- CONSIGNES DE TRAVAIL
(a) Relevez le nom de chacun des penseurs mentionnés dans le passage sur les symboles et les mythes.
(b) Reformulez sous forme de liste le paragraphe du passage sur les symboles et les mythes qui commence par « Le travail de Cassirer étend », en conservant ses idées principales.
(c) Prolongez le passage sur les symboles et les mythes en reprenant le fil juste après sa dernière phrase.

- PASSAGE CITÉ
::::::::::
La boucle serait donc bouclée : si nous nous rêvons de nuit comme des personnages mythiques, c’est pour mieux nous comprendre. La dramatisation et la simplification de nos narrations les rendent lisibles… avec un peu de travail. Si par contre, nous projetons des personnalités mythiques sur nos actes quotidiens, pragmatiques, nous risquons de rater notre bus, trop occupés que nous sommes à nous dépêtrer des pattes du lion de Némée. C’est ce décalage de Paul Diel baptise vanité, précisément, au sens de ce qui est vain.
Le travail de Cassirer étend cette fonction de création du symbole à l’ensemble d’un groupe humain, voire à l’humanité, quand il génère sa culture, que ce soit en termes de discours scientifiques, myhtologies partagées ou de création artistique. Il ajoute que pour lutter contre la tendance totalisante des différents symboles créés -et donc garder son entendement- il importe d’objectiver les liens qui existent entre les différents symboles ou systèmes de symboles. Le travail de digestion de la complexité du monde proposé par Edgar Morin ne s’inscrit pas dans une autre ligne, contrairement aux mécanismes de création des idées totalitaires que Cassirer dénonce dans le texte qui suit.
::::::::::
- EXTRAIT DES DONNÉES

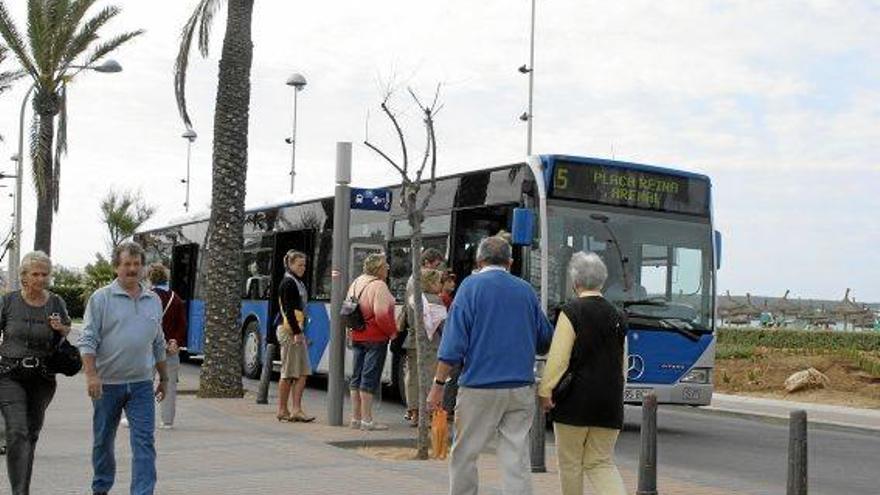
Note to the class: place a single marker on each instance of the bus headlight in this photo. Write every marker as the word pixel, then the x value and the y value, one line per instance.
::::::::::
- RÉPONSES AUX CONSIGNES
(a) Paul Diel, Cassirer, Edgar Morin

(b)
- Cassirer étend la fonction de création du symbole à tout un groupe humain, voire à l'humanité, lorsqu'il produit sa culture : discours scientifiques, mythologies partagées ou création artistique.
- Pour résister à la tendance totalisante des symboles créés et garder son entendement, il faut objectiver les liens entre les symboles ou systèmes de symboles.
- Le travail d'Edgar Morin sur la digestion de la complexité du monde va dans le même sens, à l'opposé des mécanismes de création des idées totalitaires que Cassirer dénonce dans le texte qui suit.

(c)
Ayant fui le nazisme, le philosophe s’est réfugié aux Etats-Unis. Nous sommes en 1946 et Cassirer analyse la montée du nazisme alors défait. Il est amusant de lire le texte ci-dessous avec nos yeux actuels : nous avons depuis lu les différentes analyses des techniques de propagande, de communication commerciale et de marketing ; nous ne penserions peut-être pas aujourd’hui à rapprocher les dispositifs mis en place par Goebbels et ses sbires de la tendance de l’homme à créer des symboles…
On a toujours décrit le mythe comme résultat d’une activité inconsciente et libre produit de l’imagination. Mais ici nous trouvons un mythe qui répond à un plan. Les nouveaux mythes politiques ne naissent pas librement ; ils ne sont point les fruits sauvages d’une imagination exubérante. Ce sont des choses artificielles fabriquées par des artisans habiles et rusés. Il a été réservé au xxe siècle, notre grand siècle technique, de développer une nouvelle technique du mythe. Désormais, les mythes peuvent être manufacturés au sens et selon les mêmes méthodes où le sont n’importe quelles autres armes – mitrailleuses ou avions. C’est quelque chose de nouveau – quelque chose d’une importance cruciale. La forme entière de notre vie sociale en a été transformée.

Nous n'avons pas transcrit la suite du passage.